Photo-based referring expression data

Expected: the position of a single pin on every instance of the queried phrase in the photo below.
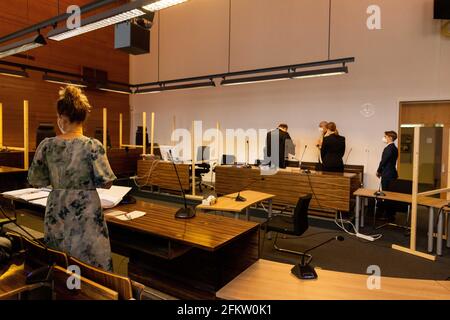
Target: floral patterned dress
(74, 221)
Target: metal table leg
(430, 229)
(439, 235)
(363, 206)
(357, 212)
(448, 230)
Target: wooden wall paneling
(95, 50)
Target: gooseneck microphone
(240, 198)
(379, 193)
(186, 212)
(301, 160)
(304, 270)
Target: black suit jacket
(282, 137)
(332, 151)
(387, 168)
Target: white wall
(406, 60)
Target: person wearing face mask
(387, 170)
(332, 150)
(74, 166)
(285, 144)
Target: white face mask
(61, 128)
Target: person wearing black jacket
(333, 150)
(387, 170)
(284, 140)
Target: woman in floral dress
(74, 166)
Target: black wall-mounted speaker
(132, 38)
(442, 9)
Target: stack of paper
(112, 197)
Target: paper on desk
(16, 193)
(112, 197)
(131, 216)
(34, 195)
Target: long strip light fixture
(63, 81)
(163, 87)
(123, 13)
(14, 73)
(298, 71)
(22, 46)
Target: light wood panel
(94, 50)
(255, 284)
(333, 190)
(163, 175)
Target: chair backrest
(400, 186)
(89, 290)
(300, 218)
(37, 255)
(120, 284)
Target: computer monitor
(165, 152)
(99, 136)
(203, 153)
(44, 130)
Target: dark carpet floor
(355, 255)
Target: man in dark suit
(284, 139)
(332, 150)
(387, 170)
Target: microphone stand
(304, 270)
(307, 171)
(240, 198)
(186, 212)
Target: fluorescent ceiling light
(115, 89)
(57, 80)
(162, 87)
(320, 73)
(22, 46)
(286, 76)
(14, 73)
(114, 16)
(148, 91)
(162, 4)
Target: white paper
(112, 197)
(16, 193)
(34, 195)
(40, 202)
(131, 216)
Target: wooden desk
(267, 280)
(12, 281)
(431, 203)
(164, 175)
(189, 259)
(333, 190)
(229, 204)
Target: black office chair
(228, 159)
(399, 186)
(294, 225)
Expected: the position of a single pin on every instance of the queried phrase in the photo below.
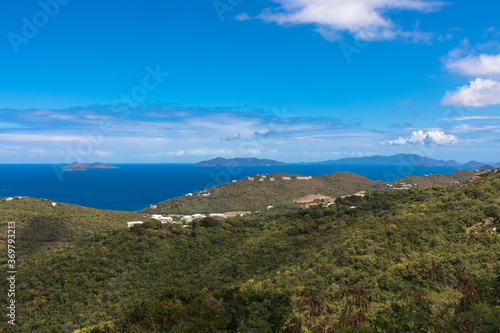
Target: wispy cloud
(478, 93)
(483, 65)
(160, 133)
(423, 138)
(473, 117)
(364, 19)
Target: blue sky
(293, 80)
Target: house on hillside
(218, 216)
(186, 218)
(166, 219)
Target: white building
(166, 219)
(222, 216)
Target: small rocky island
(84, 166)
(219, 161)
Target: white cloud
(29, 137)
(475, 128)
(365, 19)
(476, 117)
(484, 65)
(424, 138)
(481, 92)
(234, 136)
(103, 153)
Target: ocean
(135, 186)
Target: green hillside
(402, 261)
(435, 179)
(247, 195)
(39, 224)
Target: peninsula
(82, 166)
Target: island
(250, 161)
(84, 166)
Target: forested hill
(402, 261)
(41, 223)
(261, 191)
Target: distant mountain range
(219, 161)
(409, 159)
(400, 159)
(81, 166)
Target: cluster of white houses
(184, 219)
(264, 177)
(401, 186)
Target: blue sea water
(136, 186)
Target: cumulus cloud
(481, 92)
(364, 19)
(424, 138)
(103, 153)
(234, 136)
(484, 65)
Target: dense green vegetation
(402, 261)
(245, 195)
(39, 224)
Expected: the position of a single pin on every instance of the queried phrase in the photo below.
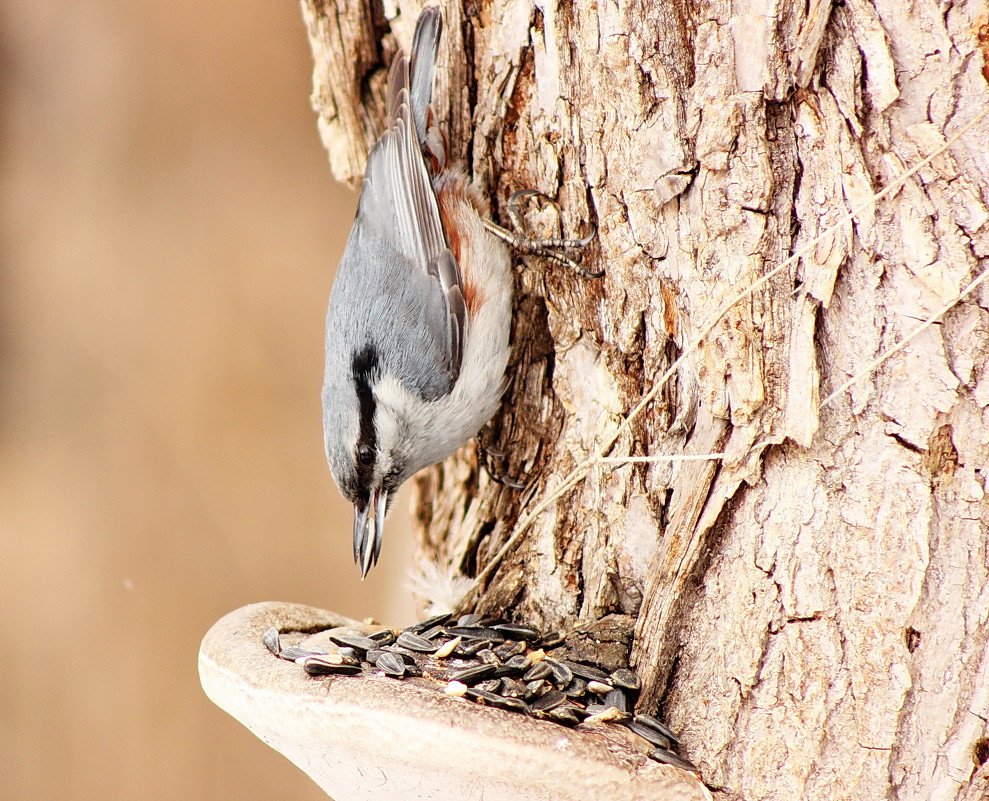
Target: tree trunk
(810, 609)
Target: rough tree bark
(810, 610)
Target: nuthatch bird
(417, 330)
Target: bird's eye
(365, 454)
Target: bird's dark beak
(369, 524)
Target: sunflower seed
(474, 674)
(476, 633)
(518, 664)
(564, 715)
(536, 688)
(354, 641)
(325, 665)
(391, 663)
(540, 670)
(608, 714)
(509, 649)
(415, 643)
(511, 704)
(293, 653)
(626, 679)
(656, 725)
(447, 648)
(428, 623)
(514, 631)
(481, 695)
(383, 637)
(586, 671)
(497, 701)
(618, 700)
(562, 674)
(669, 758)
(468, 648)
(272, 641)
(548, 700)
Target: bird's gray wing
(398, 205)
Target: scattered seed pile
(492, 662)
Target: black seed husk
(473, 674)
(658, 726)
(617, 699)
(414, 642)
(548, 700)
(564, 715)
(475, 633)
(432, 633)
(293, 652)
(626, 679)
(515, 631)
(391, 663)
(428, 623)
(356, 641)
(586, 671)
(517, 665)
(562, 675)
(272, 641)
(540, 670)
(320, 666)
(552, 640)
(668, 757)
(383, 637)
(509, 649)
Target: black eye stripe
(364, 370)
(365, 454)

# [WHAT YOU WILL DO]
Apart from the pictures, return the records exactly.

# [REPLY TO THE EXERCISE]
Expected: the position of a single pin on every instance of the queried phrase in the photo below.
Target: floral patterned dress
(74, 221)
Target: metal table leg
(430, 229)
(439, 235)
(363, 206)
(357, 212)
(448, 230)
Target: wooden wall paneling
(95, 50)
Target: gooseneck microphone
(240, 198)
(379, 193)
(186, 212)
(301, 160)
(304, 270)
Target: black suit jacket
(282, 137)
(332, 151)
(387, 168)
Target: white wall
(406, 60)
Target: person wearing face mask
(387, 170)
(332, 150)
(74, 166)
(285, 144)
Target: white face mask
(61, 128)
Target: person wearing black jacket
(333, 150)
(387, 170)
(284, 140)
Target: woman in floral dress
(74, 166)
Target: black wall-mounted speaker
(132, 38)
(442, 9)
Target: stack of paper
(112, 197)
Target: paper on desk
(16, 193)
(112, 197)
(131, 216)
(34, 195)
Target: long strip light fixture
(63, 81)
(163, 87)
(123, 13)
(14, 73)
(298, 71)
(22, 46)
Target: light wood panel
(94, 50)
(255, 284)
(333, 190)
(163, 175)
Target: chair backrest
(400, 186)
(89, 290)
(300, 218)
(37, 255)
(120, 284)
Target: computer monitor
(165, 152)
(99, 136)
(203, 153)
(44, 130)
Target: dark carpet floor
(355, 255)
Target: man in dark suit
(284, 139)
(332, 150)
(387, 170)
Target: microphone stand
(304, 270)
(307, 171)
(240, 198)
(186, 212)
Target: fluorescent ceiling light
(115, 89)
(57, 80)
(162, 87)
(320, 73)
(22, 46)
(286, 76)
(14, 73)
(114, 16)
(148, 91)
(162, 4)
Target: white paper
(112, 197)
(16, 193)
(34, 195)
(40, 202)
(131, 216)
Target: wooden desk
(267, 280)
(12, 281)
(431, 203)
(164, 175)
(189, 259)
(333, 190)
(229, 204)
Target: black office chair
(228, 159)
(399, 186)
(294, 225)
Expected: the position of a single pin on every instance of the queried phrase in the photo below.
Target: wispy cloud
(478, 93)
(483, 65)
(160, 133)
(423, 138)
(473, 117)
(364, 19)
Target: blue sky
(293, 80)
Target: house on hillside
(218, 216)
(186, 218)
(166, 219)
Target: white building
(166, 219)
(222, 216)
Target: small rocky island
(84, 166)
(219, 161)
Target: white cloud
(29, 137)
(475, 128)
(365, 19)
(476, 117)
(484, 65)
(424, 138)
(481, 92)
(234, 136)
(103, 153)
Target: ocean
(135, 186)
Target: green hillside
(402, 261)
(435, 179)
(247, 195)
(39, 224)
Target: peninsula
(82, 166)
Target: island
(250, 161)
(84, 166)
Target: forested hill
(402, 261)
(41, 223)
(261, 191)
Target: distant mountain range
(219, 161)
(409, 159)
(400, 159)
(81, 166)
Target: cluster of white houses
(184, 219)
(264, 177)
(401, 186)
Target: blue sea water
(136, 186)
Target: cumulus cloud
(481, 92)
(364, 19)
(424, 138)
(103, 153)
(234, 136)
(484, 65)
Target: dense green vegetation
(402, 261)
(245, 195)
(39, 224)
Expected: the position of a single pin on every instance of the queried phrase in the photo below.
Target: tree trunk
(810, 609)
Target: rough tree bark
(810, 610)
Target: nuthatch bird
(417, 330)
Target: bird's eye
(365, 454)
Target: bird's dark beak
(369, 524)
Target: sunflower seed
(474, 674)
(476, 633)
(518, 664)
(564, 715)
(536, 688)
(354, 641)
(325, 665)
(391, 663)
(540, 670)
(608, 714)
(509, 649)
(415, 643)
(511, 704)
(293, 653)
(626, 679)
(656, 725)
(447, 648)
(428, 623)
(514, 631)
(481, 695)
(383, 637)
(586, 671)
(497, 701)
(618, 700)
(562, 674)
(669, 758)
(468, 648)
(272, 641)
(548, 700)
Target: bird's gray wing
(398, 205)
Target: scattered seed pile
(492, 662)
Target: black seed husk
(473, 674)
(658, 726)
(617, 699)
(414, 642)
(548, 700)
(564, 715)
(475, 633)
(432, 633)
(293, 652)
(626, 679)
(515, 631)
(391, 663)
(428, 623)
(356, 641)
(586, 671)
(517, 665)
(562, 675)
(272, 641)
(540, 670)
(320, 666)
(552, 640)
(668, 757)
(383, 637)
(509, 649)
Target: black eye stripe
(364, 370)
(365, 454)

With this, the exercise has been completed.